SHORT PROBLEM:
In the data below, copy word for word everything from the line containing "Note to the class: find the dark hair" down to the line containing "pixel 285 273". Include both of those lines and nothing else.

RECORDS FOR THE EXERCISE:
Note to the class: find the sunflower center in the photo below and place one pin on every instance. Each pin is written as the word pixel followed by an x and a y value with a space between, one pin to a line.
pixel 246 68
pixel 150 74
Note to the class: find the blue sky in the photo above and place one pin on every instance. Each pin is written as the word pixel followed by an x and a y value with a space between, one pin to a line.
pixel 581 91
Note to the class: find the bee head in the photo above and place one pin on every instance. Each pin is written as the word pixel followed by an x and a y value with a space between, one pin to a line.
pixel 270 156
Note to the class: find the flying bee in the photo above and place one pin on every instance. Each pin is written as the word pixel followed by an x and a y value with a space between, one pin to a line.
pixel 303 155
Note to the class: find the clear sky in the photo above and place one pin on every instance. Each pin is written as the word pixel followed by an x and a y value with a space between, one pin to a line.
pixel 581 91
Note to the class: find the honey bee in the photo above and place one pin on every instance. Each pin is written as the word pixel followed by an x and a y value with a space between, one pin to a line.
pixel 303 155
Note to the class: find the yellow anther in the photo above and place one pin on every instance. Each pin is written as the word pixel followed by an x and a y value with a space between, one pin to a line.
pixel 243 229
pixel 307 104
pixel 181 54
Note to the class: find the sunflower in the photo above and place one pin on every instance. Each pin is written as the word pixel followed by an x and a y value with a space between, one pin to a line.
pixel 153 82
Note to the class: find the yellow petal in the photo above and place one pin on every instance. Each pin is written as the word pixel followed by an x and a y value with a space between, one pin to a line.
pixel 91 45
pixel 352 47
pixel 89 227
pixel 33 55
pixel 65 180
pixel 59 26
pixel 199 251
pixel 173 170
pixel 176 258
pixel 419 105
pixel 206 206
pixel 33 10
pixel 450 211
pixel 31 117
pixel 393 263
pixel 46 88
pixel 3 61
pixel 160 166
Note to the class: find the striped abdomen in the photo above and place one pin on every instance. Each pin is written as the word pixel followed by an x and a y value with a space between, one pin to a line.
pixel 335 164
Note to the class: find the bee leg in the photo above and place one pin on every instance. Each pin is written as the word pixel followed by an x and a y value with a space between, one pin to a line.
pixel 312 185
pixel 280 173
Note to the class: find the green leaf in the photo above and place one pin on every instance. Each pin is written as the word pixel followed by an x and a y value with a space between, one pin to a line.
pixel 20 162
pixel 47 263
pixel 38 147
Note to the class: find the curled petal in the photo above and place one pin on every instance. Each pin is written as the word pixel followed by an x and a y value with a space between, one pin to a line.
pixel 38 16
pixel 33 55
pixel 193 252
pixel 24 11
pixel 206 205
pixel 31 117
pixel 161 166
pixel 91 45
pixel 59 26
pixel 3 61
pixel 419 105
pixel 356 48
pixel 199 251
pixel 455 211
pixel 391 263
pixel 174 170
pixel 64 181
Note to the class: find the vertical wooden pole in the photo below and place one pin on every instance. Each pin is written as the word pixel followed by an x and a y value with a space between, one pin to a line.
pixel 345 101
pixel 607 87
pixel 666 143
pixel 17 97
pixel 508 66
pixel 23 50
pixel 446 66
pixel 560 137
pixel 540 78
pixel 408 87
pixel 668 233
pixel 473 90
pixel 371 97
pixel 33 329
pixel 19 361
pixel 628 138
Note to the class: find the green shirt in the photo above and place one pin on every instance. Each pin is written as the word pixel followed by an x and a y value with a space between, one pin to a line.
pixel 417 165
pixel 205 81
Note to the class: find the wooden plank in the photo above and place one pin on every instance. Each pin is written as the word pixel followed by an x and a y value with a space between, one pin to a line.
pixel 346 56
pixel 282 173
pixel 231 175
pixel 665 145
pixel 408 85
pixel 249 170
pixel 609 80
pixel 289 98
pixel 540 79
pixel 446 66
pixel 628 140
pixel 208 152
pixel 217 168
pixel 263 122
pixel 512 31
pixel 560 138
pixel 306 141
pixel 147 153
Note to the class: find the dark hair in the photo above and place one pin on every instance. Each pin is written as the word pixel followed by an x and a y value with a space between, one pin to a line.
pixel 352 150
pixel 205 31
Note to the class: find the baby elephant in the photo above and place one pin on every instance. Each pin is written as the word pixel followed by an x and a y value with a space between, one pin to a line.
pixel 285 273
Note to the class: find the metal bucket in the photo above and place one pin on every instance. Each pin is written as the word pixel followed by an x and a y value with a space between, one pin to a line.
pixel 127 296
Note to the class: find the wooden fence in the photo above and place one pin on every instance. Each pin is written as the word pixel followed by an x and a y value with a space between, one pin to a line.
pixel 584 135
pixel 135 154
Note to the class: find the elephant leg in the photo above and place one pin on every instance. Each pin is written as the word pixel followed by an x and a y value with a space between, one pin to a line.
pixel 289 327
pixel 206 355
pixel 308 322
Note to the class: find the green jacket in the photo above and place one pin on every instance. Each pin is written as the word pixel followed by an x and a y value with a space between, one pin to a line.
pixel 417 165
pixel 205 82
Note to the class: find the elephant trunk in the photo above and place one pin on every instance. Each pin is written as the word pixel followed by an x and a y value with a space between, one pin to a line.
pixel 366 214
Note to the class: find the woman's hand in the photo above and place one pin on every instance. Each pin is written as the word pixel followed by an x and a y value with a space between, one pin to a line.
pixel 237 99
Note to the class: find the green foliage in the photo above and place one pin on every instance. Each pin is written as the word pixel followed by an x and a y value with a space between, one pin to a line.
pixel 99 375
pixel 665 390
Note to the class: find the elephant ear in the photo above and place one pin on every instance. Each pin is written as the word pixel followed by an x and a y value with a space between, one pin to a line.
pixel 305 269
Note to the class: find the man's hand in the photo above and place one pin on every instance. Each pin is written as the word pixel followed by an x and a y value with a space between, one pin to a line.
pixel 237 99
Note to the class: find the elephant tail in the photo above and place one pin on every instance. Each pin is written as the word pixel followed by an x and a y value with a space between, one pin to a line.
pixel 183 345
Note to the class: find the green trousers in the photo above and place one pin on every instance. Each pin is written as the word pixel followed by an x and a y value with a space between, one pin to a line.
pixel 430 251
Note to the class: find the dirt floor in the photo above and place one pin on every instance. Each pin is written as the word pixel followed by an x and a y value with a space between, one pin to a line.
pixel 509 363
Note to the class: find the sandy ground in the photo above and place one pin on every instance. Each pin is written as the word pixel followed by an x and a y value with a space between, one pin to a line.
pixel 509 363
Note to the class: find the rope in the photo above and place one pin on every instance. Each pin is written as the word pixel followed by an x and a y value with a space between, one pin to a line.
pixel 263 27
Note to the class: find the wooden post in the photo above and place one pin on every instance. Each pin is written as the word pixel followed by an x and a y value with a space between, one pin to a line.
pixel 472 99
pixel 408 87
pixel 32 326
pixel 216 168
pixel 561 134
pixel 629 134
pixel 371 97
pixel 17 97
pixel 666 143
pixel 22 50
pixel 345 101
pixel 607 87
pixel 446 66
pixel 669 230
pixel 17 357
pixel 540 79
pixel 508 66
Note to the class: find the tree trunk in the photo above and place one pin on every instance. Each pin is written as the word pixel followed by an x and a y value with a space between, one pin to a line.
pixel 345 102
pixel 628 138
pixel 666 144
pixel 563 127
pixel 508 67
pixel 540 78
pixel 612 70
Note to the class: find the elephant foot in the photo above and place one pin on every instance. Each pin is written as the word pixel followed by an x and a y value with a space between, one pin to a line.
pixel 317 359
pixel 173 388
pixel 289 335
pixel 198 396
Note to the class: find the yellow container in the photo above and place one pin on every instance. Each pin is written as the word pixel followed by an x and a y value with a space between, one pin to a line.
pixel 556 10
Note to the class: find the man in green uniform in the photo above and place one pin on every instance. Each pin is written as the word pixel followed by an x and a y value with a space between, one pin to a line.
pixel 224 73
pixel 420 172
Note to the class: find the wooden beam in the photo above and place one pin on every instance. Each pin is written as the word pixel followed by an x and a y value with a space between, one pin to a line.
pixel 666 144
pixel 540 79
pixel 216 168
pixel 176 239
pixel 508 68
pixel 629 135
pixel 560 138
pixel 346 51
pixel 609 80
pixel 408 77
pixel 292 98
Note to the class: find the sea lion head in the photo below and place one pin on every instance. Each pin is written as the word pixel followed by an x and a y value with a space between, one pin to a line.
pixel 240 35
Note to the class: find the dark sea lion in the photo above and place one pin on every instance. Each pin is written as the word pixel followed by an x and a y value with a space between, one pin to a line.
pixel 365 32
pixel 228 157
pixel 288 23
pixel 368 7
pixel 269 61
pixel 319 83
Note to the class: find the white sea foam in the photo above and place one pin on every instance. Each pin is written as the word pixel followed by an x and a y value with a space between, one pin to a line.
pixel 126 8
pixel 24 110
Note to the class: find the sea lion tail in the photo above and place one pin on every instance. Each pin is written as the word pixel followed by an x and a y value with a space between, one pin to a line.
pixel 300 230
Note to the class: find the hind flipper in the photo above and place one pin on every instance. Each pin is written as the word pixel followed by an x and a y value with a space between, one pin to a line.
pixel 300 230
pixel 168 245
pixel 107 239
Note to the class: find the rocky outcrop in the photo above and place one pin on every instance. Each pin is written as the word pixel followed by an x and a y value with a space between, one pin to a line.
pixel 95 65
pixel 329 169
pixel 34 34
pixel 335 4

RESULT OF THIS EXERCISE:
Note to the class: find the dark hair in the photo above and place one pin on every instance. Each pin is written as the word pixel followed by an x and a y value with a space between, one pin to a line.
pixel 352 150
pixel 205 31
Note to the class: find the baby elephant in the photo above and place one pin on every instance. Each pin is written as the word pixel followed by an x and a y value with a space between, one pin to a line.
pixel 285 273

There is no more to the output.